Page extract:
--- start ---

Christianity really established a realm of mutual social support for the members that joined the church. And I think that this was probably in the long run an enormously important factor for the success of the Christian mission. And it was for that very reason that Constantine saw that the only thing that would rescue the empire is to take over the institutions that the Christians had already built up, [including], by that time, institutions of education in reading and writing, because Christians wanted to have their members knowledgeable and capable of reading the Bible.... We find that in administration of the last pagan emperors, before Constantine, at the very end of the third century, a large number of the people in the imperial administration are Christians, because they could read and write. Which constituted a big problem with the persecution of the Christians because they were thrown out of their office first when the persecution began, and suddenly the government didn't work anymore.

One should not see the success of Christianity simply on the level of a great religious message; one has to see it also in the consistent and very well thought out establishment of institutions to serve the needs of the community.



 

L. Michael White: Professor of Classics and Director of the Religious Studies Program University of Texas at Austin

 

Given the intersection between religion and politics that we find so characteristically in the Hellenistic Roman world and especially within these major cities, it does seem incongruous that Christianity could have survived, much less have grown to be the prominent force that it would become by the early fourth century when the Emperor Constantine would make it one of his official religions of the empire. But I think we can see several factors that contribute to that growth and development.

--- end ---

Data segment:
--- start ---

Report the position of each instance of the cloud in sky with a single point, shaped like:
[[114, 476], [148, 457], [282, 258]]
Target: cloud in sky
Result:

--- end ---

List of tasks:
a – Answer these questions from the passage on early Christianity, one line each.
(i) Why did Christians set up institutions for teaching reading and writing?
(ii) What happened to the government when the persecution began and Christians were thrown out of office?
(iii) What two positions does L. Michael White hold at the University of Texas at Austin?
b – Carry on the passage on early Christianity's growth, starting after its final sentence.

Results:
a –
(i) Christians wanted their members to be knowledgeable and able to read the Bible.
(ii) Suddenly the government didn't work anymore.
(iii) Professor of Classics and Director of the Religious Studies Program.

b –
For one thing the Roman world was not uniform in its religious beliefs. There were lots of new religions that had come in between the time of the conquest of the Alexander the Great down to the time of the Emperors Trajan and Hadrian, when the Christians become a prominent issue. Within this period we find new religions coming from all over the Eastern Mediterranean world. There are the cults of the Egyptian gods, Isis and Serapis. There is the great mother goddess... from Eastern Turkey....

All of these traditional forms of Mediterranean national religions also come in to the Roman world and have cultic followings. So from the Roman perspective, new cults aren't necessarily a problem. The Romans begin to get concerned about these religious groups, however, precisely when it seems they become subversive or when they will not participate in the public religious life of the empire. Anything that looks like disloyalty to the state raises the concern of governors and magistrates like Pliny the Younger.

What is it that is making Christianity prominent in this time? Does it have anything to do with the kind of a sense of belonging?

From a historical perspective, the growth of Christianity in the second and third centuries really is a phenomenon to be reckoned with, both socially and religiously. What made it grow? What made it succeed in ways that even other new religious groups of the time did not is a very important question. Now traditionally at least the answer to that question of why did Christianity triumph in the Roman world was answered very simply. It was God's will, of course, but I think we can probably find some other answers as well.

Sometimes it's been suggested that Christianity appealed to a kind of higher moral plane. A better form of religiosity than their Roman neighbors, and that's what made people convert to Christianity. I'm not really convinced of that. What we really see in the second and the third centuries is that Christianity is defining its identity precisely in terms of the values of Roman society at large. They say "We're just as ethical as you, or better but in terms of what you Romans think are the ideal virtues of society. We Christians are practicing Roman family values just like you."So there not really holding themselves apart from Roman society in quite the same way as we might have expected.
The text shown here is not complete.